§ PROBLEM TO WORK ON: In the text about jihadis, copy out the part starting with "Jihadis have a" and going on through "aimed against them.", changing "charities" to "organizations".

§ EXCERPTED TEXT:
____________________

Jihadis have a very different view. Because they believe that the entire
Islamic community has fallen away from God, their da’wa is aimed first
and foremost at other Muslims, not the unbelieving world. Muslims who won’t
answer that call must be killed. One group in Algeria actually calls itself the
Salafist Group for Da’wa and Fighting. Ironically, then, many Muslims
are giving money to charities the whole purpose of which is to turn them into
jihadis. The money is not going off to convert the unbelievers, but is being
aimed against them.
IDEOLOGICAL, POLITICAL AND MILITARY
COMPONENTS
It is vital
to understand that the jihadis’ war is first and foremost against other
Muslims, who are the majority of the victims. This war has ideological,
political, and military components.
Ideologically,
the message is aimed almost entirely at other Muslims. In 1996, Bin Laden put
out a “Declaration of War against the US” that was incomprehensible to anyone
who hadn’t spent several years reading Islamic theology, law, and history. That
Declaration was aimed at other Muslims, to convince them to join up. The 1998
Declaration, with its short bullet points, was aimed at the West.

____________________

§ RECORDS:
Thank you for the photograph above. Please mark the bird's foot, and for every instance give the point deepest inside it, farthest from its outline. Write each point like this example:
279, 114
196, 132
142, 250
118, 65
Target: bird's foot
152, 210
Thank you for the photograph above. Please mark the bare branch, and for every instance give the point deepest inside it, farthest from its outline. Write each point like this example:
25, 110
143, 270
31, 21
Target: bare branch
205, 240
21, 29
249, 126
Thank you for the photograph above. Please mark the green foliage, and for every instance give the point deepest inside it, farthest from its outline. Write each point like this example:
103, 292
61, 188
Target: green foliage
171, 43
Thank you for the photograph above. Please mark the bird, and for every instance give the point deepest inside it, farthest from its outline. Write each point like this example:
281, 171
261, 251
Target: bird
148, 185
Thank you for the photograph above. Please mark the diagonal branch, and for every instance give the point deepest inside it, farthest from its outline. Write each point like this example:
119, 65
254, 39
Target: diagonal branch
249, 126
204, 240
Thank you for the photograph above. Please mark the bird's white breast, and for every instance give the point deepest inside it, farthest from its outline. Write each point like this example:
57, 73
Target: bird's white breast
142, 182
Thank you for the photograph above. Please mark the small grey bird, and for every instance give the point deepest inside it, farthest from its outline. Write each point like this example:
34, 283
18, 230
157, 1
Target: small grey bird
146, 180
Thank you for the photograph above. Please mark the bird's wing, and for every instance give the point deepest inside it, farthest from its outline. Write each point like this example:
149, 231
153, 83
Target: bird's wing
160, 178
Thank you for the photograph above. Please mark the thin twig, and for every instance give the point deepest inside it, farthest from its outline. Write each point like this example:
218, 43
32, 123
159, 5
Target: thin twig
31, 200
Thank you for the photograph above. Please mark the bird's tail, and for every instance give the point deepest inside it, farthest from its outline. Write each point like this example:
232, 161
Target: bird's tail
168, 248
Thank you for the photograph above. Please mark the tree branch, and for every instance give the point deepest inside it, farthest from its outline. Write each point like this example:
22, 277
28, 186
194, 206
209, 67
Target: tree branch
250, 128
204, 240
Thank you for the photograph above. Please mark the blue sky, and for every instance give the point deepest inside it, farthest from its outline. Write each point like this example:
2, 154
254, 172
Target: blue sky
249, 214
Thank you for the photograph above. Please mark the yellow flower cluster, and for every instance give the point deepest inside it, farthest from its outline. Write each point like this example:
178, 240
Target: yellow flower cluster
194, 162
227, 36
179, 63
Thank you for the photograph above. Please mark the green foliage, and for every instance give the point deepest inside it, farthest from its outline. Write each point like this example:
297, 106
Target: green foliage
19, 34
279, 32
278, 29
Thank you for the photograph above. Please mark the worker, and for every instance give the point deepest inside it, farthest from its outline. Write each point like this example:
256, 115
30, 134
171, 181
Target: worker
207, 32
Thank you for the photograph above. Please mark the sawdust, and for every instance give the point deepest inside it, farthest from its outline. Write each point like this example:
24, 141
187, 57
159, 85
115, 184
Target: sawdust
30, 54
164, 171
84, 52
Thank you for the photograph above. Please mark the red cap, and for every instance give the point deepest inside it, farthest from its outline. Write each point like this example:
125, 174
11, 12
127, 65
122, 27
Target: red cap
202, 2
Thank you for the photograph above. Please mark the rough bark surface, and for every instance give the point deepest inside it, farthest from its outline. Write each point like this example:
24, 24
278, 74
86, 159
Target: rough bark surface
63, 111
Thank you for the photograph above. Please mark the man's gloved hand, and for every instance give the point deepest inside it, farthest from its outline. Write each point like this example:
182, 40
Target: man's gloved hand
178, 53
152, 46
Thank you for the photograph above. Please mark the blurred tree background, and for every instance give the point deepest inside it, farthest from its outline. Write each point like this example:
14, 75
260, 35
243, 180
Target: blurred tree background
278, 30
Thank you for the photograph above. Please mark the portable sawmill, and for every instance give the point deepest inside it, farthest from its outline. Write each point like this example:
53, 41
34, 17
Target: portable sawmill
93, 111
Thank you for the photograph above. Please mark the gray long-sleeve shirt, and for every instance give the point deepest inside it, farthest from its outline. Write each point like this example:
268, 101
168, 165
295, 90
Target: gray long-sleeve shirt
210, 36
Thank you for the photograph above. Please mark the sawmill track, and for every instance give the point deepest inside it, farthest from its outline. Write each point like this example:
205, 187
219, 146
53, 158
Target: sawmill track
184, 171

____________________

§ SOLUTION FOR THIS TASK:
Jihadis have a very different view. Because they believe that the entire
Islamic community has fallen away from God, their da’wa is aimed first
and foremost at other Muslims, not the unbelieving world. Muslims who won’t
answer that call must be killed. One group in Algeria actually calls itself the
Salafist Group for Da’wa and Fighting. Ironically, then, many Muslims
are giving money to organizations the whole purpose of which is to turn them into
jihadis. The money is not going off to convert the unbelievers, but is being
aimed against them.